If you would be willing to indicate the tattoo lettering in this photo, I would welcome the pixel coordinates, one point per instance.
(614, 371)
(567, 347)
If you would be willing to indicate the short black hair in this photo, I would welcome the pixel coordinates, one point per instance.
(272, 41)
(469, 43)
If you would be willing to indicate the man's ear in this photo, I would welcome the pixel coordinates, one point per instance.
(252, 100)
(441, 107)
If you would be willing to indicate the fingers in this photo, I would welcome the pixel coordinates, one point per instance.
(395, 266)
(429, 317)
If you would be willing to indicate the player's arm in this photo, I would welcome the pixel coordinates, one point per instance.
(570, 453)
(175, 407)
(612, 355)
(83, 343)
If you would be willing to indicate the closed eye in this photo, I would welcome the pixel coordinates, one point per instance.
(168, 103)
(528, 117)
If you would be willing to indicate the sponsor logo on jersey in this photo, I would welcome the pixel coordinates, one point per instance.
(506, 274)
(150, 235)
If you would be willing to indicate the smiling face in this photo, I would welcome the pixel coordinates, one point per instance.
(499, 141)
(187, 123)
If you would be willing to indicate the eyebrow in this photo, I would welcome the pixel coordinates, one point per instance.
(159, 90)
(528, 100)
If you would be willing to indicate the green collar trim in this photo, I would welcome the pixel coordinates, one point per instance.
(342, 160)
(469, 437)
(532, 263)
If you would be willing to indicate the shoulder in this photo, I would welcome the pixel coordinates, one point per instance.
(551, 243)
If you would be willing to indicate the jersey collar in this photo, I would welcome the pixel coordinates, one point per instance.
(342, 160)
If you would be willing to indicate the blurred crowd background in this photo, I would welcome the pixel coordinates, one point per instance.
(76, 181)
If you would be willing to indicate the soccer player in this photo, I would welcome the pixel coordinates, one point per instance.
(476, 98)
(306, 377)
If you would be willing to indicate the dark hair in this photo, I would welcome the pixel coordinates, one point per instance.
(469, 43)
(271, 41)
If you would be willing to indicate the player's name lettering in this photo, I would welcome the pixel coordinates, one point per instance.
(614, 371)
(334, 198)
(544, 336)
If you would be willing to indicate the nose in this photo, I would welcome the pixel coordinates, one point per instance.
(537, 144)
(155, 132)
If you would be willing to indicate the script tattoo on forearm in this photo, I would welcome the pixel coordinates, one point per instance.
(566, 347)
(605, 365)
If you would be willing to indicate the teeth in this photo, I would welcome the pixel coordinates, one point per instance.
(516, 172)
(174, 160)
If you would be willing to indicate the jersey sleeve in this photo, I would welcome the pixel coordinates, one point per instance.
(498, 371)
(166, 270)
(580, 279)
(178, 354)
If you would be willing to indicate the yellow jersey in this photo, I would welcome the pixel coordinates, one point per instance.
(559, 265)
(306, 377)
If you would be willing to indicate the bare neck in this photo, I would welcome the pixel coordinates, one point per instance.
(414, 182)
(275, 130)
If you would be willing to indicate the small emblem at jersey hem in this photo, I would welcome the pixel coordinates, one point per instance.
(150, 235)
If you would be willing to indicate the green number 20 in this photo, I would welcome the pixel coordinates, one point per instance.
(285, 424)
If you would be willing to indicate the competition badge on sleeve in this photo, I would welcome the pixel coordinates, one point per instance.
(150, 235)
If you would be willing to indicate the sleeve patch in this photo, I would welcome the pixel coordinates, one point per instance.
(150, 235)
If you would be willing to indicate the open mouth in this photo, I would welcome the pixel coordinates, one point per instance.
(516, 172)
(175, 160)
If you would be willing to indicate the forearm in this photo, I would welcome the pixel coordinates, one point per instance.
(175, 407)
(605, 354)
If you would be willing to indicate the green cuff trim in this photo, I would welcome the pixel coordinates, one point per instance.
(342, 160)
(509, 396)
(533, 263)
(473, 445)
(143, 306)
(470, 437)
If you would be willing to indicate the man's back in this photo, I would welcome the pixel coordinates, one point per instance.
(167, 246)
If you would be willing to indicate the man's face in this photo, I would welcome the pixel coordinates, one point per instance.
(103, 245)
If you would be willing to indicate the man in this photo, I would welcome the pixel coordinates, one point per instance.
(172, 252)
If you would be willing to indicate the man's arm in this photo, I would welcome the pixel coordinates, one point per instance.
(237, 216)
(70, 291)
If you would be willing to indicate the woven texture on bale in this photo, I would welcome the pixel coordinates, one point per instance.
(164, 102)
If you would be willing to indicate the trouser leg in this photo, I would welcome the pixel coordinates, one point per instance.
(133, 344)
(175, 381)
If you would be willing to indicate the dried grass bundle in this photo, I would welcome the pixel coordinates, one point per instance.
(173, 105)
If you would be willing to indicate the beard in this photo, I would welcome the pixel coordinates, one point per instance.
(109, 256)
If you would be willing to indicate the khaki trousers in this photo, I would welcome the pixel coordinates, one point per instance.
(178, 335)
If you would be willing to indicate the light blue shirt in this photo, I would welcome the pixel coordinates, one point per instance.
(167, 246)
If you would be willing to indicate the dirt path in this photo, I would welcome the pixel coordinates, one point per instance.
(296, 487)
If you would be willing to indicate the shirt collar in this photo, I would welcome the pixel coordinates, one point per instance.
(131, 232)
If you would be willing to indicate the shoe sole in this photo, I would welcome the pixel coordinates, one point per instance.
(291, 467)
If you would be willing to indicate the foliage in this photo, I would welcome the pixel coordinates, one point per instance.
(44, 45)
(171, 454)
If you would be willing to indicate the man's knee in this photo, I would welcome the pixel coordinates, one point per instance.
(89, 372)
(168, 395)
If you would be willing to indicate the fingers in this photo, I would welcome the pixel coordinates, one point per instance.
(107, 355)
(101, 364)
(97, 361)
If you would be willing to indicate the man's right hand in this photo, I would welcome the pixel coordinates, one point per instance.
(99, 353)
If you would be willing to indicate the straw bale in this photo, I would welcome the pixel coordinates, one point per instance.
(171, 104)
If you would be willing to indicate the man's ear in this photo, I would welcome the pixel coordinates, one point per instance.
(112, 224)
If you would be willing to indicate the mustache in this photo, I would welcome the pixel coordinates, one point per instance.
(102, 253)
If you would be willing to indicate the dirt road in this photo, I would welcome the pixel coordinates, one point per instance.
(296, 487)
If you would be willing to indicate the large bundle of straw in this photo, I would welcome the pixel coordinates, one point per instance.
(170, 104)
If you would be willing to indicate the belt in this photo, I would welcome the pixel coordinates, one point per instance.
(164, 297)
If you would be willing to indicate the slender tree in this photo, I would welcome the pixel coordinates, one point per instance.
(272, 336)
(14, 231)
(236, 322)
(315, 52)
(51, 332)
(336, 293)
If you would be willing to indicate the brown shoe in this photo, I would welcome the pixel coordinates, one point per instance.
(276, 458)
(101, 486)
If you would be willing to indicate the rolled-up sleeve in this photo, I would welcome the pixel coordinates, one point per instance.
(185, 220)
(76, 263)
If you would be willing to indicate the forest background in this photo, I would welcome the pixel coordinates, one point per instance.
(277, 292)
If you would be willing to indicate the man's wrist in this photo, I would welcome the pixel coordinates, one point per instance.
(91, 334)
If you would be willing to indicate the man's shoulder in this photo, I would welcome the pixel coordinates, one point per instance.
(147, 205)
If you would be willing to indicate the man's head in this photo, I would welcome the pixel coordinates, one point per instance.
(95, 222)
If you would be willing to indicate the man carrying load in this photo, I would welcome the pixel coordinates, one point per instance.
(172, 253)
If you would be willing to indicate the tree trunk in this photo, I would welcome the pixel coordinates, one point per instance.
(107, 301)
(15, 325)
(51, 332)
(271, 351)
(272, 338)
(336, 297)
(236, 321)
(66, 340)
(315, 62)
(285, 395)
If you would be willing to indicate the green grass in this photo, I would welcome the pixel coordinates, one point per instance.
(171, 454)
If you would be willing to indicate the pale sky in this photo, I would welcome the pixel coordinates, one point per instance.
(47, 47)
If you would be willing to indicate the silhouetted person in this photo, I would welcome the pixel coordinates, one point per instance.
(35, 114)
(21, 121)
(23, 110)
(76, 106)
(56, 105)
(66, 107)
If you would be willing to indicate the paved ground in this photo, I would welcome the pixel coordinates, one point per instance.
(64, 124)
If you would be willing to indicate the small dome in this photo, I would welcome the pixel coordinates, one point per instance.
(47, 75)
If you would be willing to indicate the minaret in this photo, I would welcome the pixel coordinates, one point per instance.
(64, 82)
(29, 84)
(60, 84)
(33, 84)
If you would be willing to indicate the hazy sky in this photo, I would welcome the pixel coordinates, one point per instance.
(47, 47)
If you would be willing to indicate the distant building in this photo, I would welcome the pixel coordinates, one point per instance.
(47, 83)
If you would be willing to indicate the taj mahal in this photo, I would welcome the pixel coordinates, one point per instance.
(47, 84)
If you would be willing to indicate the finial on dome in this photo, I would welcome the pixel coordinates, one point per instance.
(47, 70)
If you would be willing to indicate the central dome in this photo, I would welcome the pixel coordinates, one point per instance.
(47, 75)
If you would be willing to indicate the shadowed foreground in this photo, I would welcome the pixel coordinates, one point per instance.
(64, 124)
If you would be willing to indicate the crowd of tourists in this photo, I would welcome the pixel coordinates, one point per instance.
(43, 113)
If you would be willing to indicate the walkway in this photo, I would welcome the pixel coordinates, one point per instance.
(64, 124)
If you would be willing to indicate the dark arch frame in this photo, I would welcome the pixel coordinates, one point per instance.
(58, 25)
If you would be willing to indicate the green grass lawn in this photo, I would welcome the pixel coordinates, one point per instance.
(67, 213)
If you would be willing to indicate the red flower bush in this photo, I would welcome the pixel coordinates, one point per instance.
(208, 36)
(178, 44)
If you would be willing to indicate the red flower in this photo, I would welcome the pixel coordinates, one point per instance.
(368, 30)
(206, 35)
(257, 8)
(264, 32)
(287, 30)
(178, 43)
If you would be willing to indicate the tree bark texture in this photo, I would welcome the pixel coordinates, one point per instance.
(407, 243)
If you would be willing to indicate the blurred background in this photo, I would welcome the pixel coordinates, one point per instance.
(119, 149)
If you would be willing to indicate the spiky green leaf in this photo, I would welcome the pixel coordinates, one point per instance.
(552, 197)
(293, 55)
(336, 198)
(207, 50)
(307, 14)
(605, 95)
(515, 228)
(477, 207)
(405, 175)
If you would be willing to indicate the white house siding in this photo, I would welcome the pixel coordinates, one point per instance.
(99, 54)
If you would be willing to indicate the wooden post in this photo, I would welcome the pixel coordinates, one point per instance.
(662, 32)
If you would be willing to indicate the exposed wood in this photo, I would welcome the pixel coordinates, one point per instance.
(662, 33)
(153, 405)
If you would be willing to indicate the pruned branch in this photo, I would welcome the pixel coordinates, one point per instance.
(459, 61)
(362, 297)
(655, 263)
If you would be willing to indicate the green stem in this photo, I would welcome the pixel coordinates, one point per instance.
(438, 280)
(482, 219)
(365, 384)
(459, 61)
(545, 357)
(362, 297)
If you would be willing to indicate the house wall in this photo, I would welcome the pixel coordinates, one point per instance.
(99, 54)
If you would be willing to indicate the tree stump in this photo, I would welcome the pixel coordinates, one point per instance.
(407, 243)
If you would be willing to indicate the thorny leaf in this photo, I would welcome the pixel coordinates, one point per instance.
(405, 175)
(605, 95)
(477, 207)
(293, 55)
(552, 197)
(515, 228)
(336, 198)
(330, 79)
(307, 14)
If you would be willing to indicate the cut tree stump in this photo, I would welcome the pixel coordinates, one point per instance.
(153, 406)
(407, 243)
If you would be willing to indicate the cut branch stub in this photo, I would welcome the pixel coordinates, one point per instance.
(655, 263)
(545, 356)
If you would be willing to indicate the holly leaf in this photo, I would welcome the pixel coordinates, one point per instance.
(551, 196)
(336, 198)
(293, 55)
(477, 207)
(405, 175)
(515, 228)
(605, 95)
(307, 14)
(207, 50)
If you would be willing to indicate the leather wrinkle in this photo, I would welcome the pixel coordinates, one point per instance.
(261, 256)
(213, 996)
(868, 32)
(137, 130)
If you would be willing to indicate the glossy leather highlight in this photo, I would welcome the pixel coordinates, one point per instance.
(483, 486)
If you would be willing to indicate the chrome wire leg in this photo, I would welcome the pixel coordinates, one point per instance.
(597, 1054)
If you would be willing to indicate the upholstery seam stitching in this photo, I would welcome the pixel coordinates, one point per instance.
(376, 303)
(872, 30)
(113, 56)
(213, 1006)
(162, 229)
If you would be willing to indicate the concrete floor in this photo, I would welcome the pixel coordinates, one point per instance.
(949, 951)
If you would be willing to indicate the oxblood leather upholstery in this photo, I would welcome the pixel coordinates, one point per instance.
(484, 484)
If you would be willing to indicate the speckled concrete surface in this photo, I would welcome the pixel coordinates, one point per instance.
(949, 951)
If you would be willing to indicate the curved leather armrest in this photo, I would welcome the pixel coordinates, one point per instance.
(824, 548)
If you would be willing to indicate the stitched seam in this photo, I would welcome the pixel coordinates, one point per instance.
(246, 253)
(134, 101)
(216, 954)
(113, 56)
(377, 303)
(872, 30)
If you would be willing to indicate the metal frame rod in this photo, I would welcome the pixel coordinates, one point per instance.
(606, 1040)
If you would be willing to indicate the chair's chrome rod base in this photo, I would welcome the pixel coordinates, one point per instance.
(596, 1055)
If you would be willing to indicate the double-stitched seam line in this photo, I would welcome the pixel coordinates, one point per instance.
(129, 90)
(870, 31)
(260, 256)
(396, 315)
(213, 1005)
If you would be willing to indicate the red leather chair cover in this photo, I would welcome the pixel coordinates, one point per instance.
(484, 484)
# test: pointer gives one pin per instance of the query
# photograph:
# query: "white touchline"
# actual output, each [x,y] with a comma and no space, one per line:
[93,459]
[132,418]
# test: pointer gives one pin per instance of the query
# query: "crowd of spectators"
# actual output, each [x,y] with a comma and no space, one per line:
---------------
#### [TASK INSTRUCTIONS]
Work out how many lines of the records contain the string "query". Nothing but the number should be written.

#### [WRITTEN RESPONSE]
4